• [TASK DETAILS] Below are records that contain pictures; transcribe the text exactly and omit the pictures.

• [EXERCISE INPUT]
++++++++++++++++++++
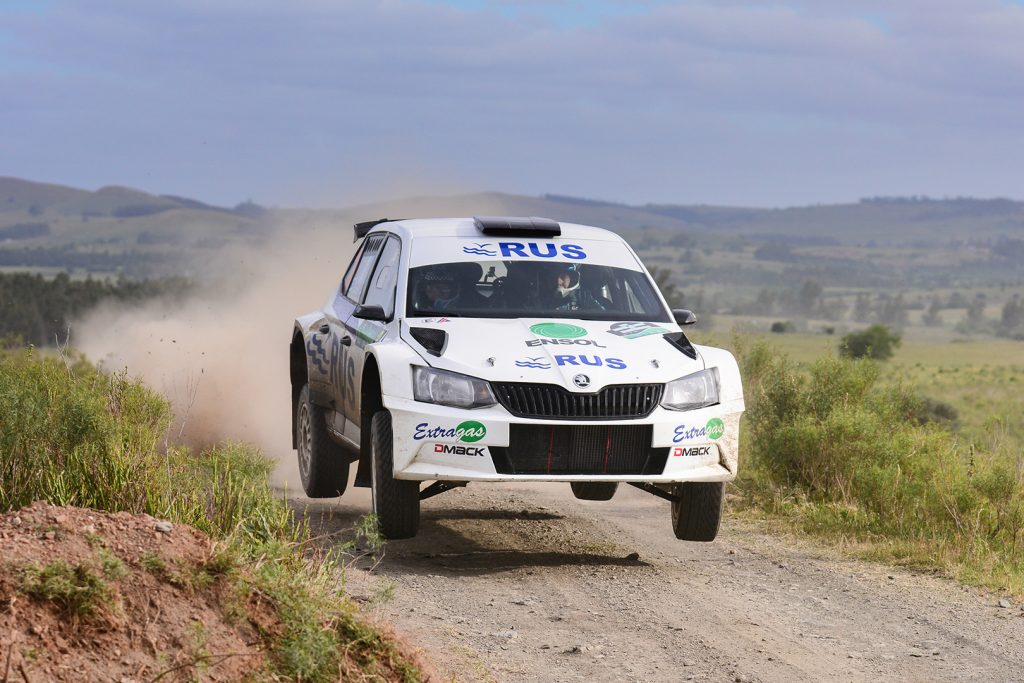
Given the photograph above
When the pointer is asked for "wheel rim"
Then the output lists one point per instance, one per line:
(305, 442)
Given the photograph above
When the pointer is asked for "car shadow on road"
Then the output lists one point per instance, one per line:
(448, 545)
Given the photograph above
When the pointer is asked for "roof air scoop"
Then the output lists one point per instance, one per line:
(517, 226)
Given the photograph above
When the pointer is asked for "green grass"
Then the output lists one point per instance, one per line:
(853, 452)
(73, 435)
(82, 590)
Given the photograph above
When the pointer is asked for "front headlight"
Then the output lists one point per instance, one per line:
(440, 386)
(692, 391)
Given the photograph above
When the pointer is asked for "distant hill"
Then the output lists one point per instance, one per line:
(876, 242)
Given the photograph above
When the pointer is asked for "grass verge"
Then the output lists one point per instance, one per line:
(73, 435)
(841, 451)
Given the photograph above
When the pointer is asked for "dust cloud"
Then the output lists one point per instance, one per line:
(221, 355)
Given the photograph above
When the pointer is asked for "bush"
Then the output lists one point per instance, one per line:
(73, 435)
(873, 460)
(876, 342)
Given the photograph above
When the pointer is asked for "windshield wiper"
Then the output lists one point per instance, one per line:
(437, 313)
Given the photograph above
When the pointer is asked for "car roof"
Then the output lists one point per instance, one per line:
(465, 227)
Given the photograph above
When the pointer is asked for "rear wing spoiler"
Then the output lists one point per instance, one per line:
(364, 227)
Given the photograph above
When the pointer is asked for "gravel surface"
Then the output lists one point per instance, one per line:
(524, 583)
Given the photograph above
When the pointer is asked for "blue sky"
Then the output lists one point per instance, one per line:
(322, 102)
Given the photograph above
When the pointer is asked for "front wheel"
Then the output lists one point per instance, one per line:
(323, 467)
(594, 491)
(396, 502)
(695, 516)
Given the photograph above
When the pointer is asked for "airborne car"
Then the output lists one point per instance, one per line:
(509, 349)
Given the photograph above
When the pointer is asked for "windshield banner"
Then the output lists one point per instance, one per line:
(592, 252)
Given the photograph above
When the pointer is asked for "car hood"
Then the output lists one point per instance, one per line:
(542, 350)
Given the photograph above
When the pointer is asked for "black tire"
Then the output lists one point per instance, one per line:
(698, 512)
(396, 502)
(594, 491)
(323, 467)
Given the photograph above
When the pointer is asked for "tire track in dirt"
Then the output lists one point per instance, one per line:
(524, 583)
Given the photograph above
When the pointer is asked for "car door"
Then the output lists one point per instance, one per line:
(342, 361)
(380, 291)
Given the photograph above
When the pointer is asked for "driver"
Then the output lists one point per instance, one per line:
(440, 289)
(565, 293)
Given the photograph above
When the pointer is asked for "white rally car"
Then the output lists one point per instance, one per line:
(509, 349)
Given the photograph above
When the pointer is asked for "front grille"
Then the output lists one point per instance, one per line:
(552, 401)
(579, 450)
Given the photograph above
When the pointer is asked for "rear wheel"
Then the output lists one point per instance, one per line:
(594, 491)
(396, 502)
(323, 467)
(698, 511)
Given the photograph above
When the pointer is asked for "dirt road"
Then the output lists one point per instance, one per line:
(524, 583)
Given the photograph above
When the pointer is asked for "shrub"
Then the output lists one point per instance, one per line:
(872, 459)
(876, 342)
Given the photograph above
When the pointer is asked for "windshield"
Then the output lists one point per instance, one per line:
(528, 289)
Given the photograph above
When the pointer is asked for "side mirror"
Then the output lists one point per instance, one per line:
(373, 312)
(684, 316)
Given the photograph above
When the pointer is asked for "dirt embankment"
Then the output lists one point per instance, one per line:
++++++++++++++++++++
• [ANSWER TO THIS TASK]
Given the photograph above
When the pointer is asked for "wheel rim"
Then the output lists one point per instance, one per line:
(305, 442)
Given the photograph above
When the pointer is asked for "car shadow on road"
Then the output lists one point per instance, one per line:
(448, 545)
Given the photograph above
When the pointer is asked for "roof air scoop"
Then the output lists one point per instance, one per line:
(517, 226)
Given the photograph above
When the pointer is asked for "green grass"
Then the output lists one point per instance, one per line:
(853, 452)
(73, 435)
(82, 590)
Given the photograph above
When the pointer is asked for "front headlight"
Then the output lists one point per instance, one per line:
(440, 386)
(692, 391)
Given the photograph above
When the pointer is asked for "distant hill"
Then the output lists one point per instance, one per line:
(876, 242)
Given the photograph above
When the pointer is asked for "grass verge"
Then the output lists one point per instance, one per line:
(73, 435)
(841, 451)
Given the photograph above
When the pointer is asked for "dust cloud"
Then the output lists one point per instance, one per line:
(221, 355)
Given the photograph above
When the pointer is asked for "bush"
Then the output lists one point per instance, one per line:
(73, 435)
(873, 460)
(876, 342)
Given the photograph above
When the pointer is asked for "windshield wiper"
Then the output lists one point per instance, one per line:
(437, 313)
Given the photograph above
When the pointer is asked for "car roof"
Then the output lists one point per instance, one per line:
(465, 227)
Given the photograph above
When the pointer is asked for "rear wing spoiler"
Then the output lists one point per instance, one per line:
(364, 227)
Given the photograph above
When the pointer is asked for "gravel surface"
Then the output lists one point per instance, one per line:
(524, 583)
Given the photograph above
When the pointer is asked for "blue sky"
Then the output lists one point per instance, one per line:
(322, 102)
Given the photograph above
When the pointer is asked for "front wheel"
Then the output lists one point per instance, one per line:
(323, 467)
(594, 491)
(396, 502)
(695, 516)
Given the photograph above
When the pointer is asked for "airborne car"
Then the output lists one point per instance, one per line:
(509, 349)
Given the photograph above
When the pointer is asked for "windshield banner"
Then the output lists one point per instance, one per line:
(592, 252)
Given the photograph above
When the pointer is asked for "car hood"
Then the output lists one point per instance, one per line:
(542, 350)
Given the photograph above
When the pointer is asked for "black tire"
Then the output lists one point per instance, one per line:
(698, 512)
(396, 502)
(594, 491)
(323, 467)
Given the photograph above
When the pointer is asked for "tire track in dirt"
Then the output lists one point per instance, one per line:
(524, 583)
Given the photograph above
When the pointer is asked for "car door"
Then the output lists one point per instance, one per line:
(342, 361)
(380, 291)
Given the photograph above
When the pointer is asked for "driver"
Then the output lists one point per instance, one per line:
(440, 289)
(565, 293)
Given the photograph above
When the pointer is asked for "white rally car"
Then the output lists one point per instance, one per line:
(509, 349)
Given the photograph above
When the pointer is asked for "front grille"
Then the output lists one point per instance, one per line:
(552, 401)
(579, 450)
Given the photograph above
When the pointer is asked for "rear wheel"
Then the output lists one point per instance, one per line:
(594, 491)
(396, 502)
(323, 467)
(698, 511)
Given the photograph above
When the pointer is asked for "dirt road"
Then the output lists one point per instance, one per line:
(524, 583)
Given the photograph above
When the pointer is asked for "shrub"
Then the output lists one point per instance, one per line:
(872, 459)
(876, 342)
Given the photograph above
When the pointer is asked for "windshield"
Then the output lists one point per instance, one per line:
(528, 289)
Given the photograph above
When the pointer is asked for "side mirror"
Then the output lists one point per instance, one per line:
(373, 312)
(684, 316)
Given the photograph above
When the pointer is asked for "dirt embankment"
Then the output lists one point per instance, one per line:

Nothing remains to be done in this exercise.